### YOUR GOAL
Can you update the records below by replacing "instance" with "object" and leaving every other part of the lines unchanged? Leave the pictures out of your answer.

(Items from a data source)
_ _ _

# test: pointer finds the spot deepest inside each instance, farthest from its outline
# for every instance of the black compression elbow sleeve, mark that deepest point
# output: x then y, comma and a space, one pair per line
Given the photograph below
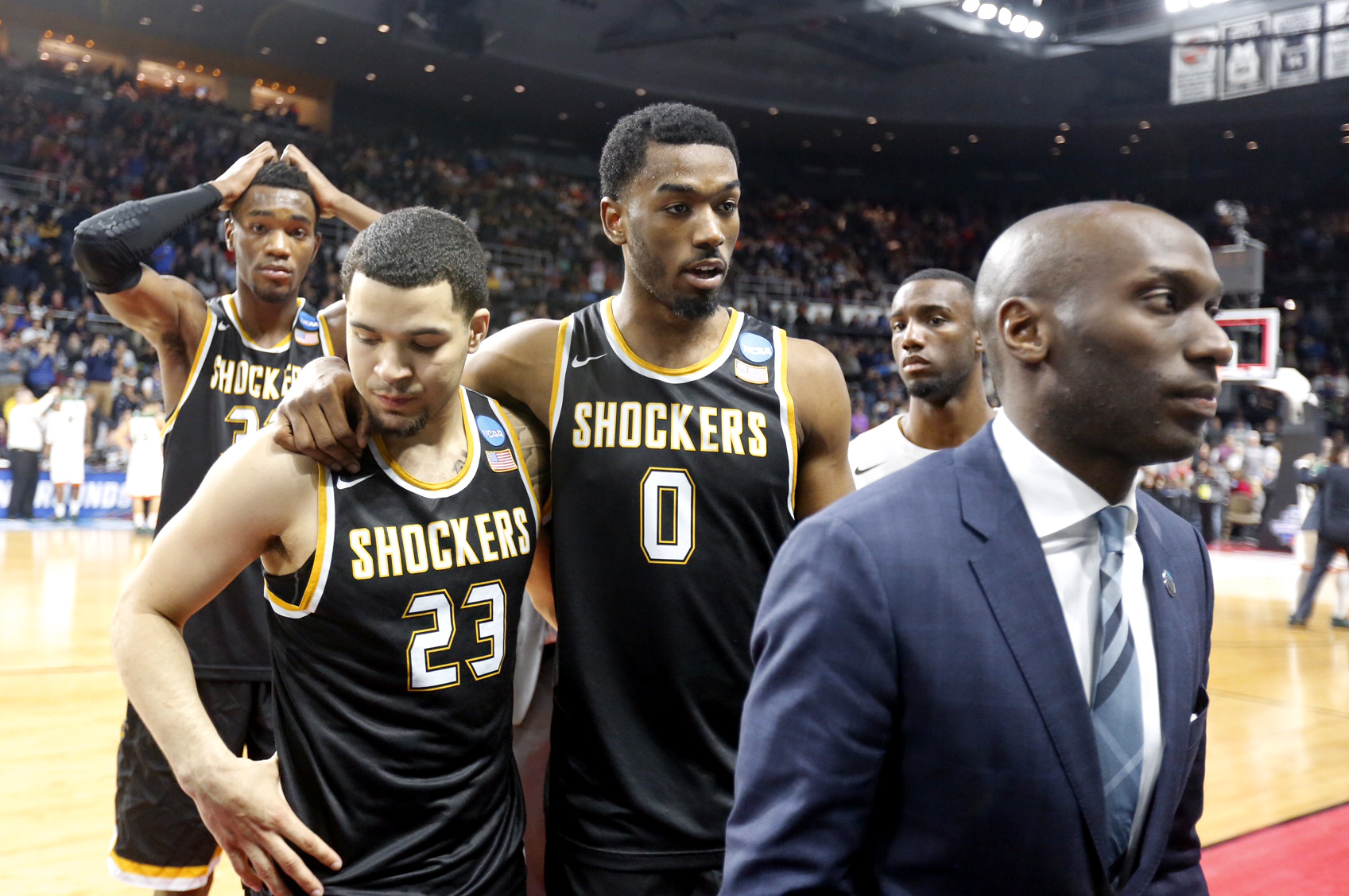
110, 246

_ _ _

### EXERCISE RESULT
# test: pointer finds the spot deepest inside each object, farthest from its outline
# for every object of the black compression elbow sleeve, mark that deepest point
# output: x then y, comma and a space, one pair per line
Given the photograph below
110, 246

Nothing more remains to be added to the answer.